SUPPLIED RECORDS:

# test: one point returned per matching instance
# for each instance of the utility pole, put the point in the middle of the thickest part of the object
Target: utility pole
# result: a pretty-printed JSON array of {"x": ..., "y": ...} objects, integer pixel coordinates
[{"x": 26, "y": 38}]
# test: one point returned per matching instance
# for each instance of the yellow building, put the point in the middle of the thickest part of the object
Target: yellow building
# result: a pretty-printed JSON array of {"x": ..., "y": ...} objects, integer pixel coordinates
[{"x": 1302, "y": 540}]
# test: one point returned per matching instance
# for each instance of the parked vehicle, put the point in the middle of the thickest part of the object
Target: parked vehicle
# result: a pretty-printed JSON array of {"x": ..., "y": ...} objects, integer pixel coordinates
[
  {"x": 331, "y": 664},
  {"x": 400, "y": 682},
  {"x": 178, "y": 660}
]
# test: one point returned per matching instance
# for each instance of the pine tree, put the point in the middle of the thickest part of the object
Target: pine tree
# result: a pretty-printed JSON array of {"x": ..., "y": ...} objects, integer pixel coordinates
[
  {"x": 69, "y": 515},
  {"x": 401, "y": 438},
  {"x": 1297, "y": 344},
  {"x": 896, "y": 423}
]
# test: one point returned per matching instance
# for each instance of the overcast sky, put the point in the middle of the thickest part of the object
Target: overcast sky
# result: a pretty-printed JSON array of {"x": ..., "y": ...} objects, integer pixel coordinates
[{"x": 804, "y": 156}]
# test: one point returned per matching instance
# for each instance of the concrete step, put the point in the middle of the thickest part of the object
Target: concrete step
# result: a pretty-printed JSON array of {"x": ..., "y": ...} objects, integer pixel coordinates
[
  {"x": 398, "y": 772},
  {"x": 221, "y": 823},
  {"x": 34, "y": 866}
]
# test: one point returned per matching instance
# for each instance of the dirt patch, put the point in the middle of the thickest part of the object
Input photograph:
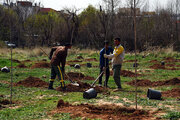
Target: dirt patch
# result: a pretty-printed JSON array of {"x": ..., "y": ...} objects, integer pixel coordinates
[
  {"x": 90, "y": 59},
  {"x": 5, "y": 102},
  {"x": 32, "y": 82},
  {"x": 174, "y": 81},
  {"x": 165, "y": 67},
  {"x": 21, "y": 65},
  {"x": 80, "y": 57},
  {"x": 153, "y": 61},
  {"x": 14, "y": 60},
  {"x": 172, "y": 93},
  {"x": 74, "y": 61},
  {"x": 171, "y": 59},
  {"x": 129, "y": 61},
  {"x": 126, "y": 73},
  {"x": 104, "y": 112},
  {"x": 78, "y": 76},
  {"x": 26, "y": 61},
  {"x": 82, "y": 88},
  {"x": 41, "y": 65}
]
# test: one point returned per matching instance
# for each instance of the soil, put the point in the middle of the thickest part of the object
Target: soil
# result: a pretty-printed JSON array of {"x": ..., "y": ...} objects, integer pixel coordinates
[
  {"x": 126, "y": 73},
  {"x": 26, "y": 61},
  {"x": 172, "y": 93},
  {"x": 90, "y": 59},
  {"x": 174, "y": 81},
  {"x": 165, "y": 67},
  {"x": 5, "y": 102},
  {"x": 74, "y": 61},
  {"x": 82, "y": 88},
  {"x": 104, "y": 112},
  {"x": 17, "y": 61},
  {"x": 153, "y": 61},
  {"x": 21, "y": 65},
  {"x": 32, "y": 82},
  {"x": 80, "y": 57},
  {"x": 129, "y": 61},
  {"x": 41, "y": 65},
  {"x": 171, "y": 59},
  {"x": 78, "y": 76}
]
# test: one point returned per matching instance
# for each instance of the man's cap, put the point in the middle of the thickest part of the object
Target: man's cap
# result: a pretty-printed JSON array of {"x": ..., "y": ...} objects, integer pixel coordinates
[
  {"x": 68, "y": 44},
  {"x": 119, "y": 39},
  {"x": 106, "y": 42}
]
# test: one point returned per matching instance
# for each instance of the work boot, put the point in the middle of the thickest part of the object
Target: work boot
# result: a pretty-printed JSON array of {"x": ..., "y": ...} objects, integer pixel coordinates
[{"x": 51, "y": 85}]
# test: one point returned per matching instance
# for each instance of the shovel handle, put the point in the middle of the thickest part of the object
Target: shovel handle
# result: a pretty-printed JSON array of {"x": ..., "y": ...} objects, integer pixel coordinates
[{"x": 97, "y": 79}]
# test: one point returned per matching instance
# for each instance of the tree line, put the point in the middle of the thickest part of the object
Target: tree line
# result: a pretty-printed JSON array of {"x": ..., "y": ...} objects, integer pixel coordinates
[{"x": 91, "y": 27}]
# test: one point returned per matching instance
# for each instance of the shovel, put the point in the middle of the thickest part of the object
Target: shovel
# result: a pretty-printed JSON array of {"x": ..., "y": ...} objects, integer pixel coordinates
[
  {"x": 91, "y": 93},
  {"x": 97, "y": 79},
  {"x": 72, "y": 82}
]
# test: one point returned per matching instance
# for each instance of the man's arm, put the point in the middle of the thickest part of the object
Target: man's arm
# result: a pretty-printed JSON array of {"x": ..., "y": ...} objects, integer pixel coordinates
[
  {"x": 117, "y": 52},
  {"x": 101, "y": 58},
  {"x": 51, "y": 53}
]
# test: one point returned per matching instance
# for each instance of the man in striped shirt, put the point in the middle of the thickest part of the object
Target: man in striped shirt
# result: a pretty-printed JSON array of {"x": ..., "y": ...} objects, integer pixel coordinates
[{"x": 117, "y": 60}]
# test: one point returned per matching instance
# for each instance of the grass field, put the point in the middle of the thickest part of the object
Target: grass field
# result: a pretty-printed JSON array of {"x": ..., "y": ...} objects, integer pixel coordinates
[{"x": 41, "y": 103}]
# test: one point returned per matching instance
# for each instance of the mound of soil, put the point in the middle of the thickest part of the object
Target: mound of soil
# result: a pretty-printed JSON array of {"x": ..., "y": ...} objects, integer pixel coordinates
[
  {"x": 126, "y": 73},
  {"x": 172, "y": 93},
  {"x": 90, "y": 59},
  {"x": 17, "y": 61},
  {"x": 26, "y": 61},
  {"x": 140, "y": 83},
  {"x": 159, "y": 66},
  {"x": 129, "y": 61},
  {"x": 81, "y": 88},
  {"x": 74, "y": 61},
  {"x": 174, "y": 81},
  {"x": 80, "y": 57},
  {"x": 171, "y": 59},
  {"x": 32, "y": 82},
  {"x": 153, "y": 61},
  {"x": 21, "y": 66},
  {"x": 5, "y": 102},
  {"x": 78, "y": 76},
  {"x": 41, "y": 65},
  {"x": 104, "y": 112}
]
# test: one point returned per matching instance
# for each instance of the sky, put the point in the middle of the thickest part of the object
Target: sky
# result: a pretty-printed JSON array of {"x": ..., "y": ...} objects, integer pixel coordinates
[{"x": 82, "y": 4}]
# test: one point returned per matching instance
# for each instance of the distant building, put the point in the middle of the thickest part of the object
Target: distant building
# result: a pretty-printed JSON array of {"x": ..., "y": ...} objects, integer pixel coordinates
[
  {"x": 148, "y": 14},
  {"x": 129, "y": 11}
]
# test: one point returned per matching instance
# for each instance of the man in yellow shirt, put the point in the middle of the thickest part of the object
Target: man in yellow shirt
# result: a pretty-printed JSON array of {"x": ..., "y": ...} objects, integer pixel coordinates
[{"x": 117, "y": 60}]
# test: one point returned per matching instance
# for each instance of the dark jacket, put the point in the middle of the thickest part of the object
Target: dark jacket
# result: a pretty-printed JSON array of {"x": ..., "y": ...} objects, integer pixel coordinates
[
  {"x": 102, "y": 59},
  {"x": 59, "y": 56}
]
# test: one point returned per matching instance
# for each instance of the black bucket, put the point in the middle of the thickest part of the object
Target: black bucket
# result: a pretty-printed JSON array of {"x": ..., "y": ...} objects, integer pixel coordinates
[
  {"x": 89, "y": 65},
  {"x": 154, "y": 94},
  {"x": 91, "y": 93}
]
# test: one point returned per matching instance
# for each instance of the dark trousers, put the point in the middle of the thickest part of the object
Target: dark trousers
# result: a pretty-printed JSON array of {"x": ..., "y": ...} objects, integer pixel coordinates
[
  {"x": 116, "y": 75},
  {"x": 107, "y": 76},
  {"x": 56, "y": 70}
]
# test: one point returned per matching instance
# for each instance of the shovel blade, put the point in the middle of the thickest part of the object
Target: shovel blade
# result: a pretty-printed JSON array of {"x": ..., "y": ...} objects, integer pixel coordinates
[{"x": 75, "y": 84}]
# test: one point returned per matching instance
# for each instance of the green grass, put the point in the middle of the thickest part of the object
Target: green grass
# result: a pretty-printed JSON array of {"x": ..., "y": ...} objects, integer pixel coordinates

WORK ITEM:
The expected answer is an exact copy of the lines above, beginning at the line with "# for each instance of the pine" and ending at the line with "# for each instance of the overcast", with both ends in.

SOLUTION TO THE PROBLEM:
# for each instance of the pine tree, put the point in the middle of the thickest part of the object
Target: pine tree
# result: a pretty-printed JSON array of {"x": ..., "y": ...} objects, integer pixel coordinates
[
  {"x": 69, "y": 515},
  {"x": 401, "y": 438},
  {"x": 1297, "y": 344},
  {"x": 896, "y": 423}
]
# test: one point returned per matching instance
# for each instance of the overcast sky, put the point in the middle of the thickest part of the object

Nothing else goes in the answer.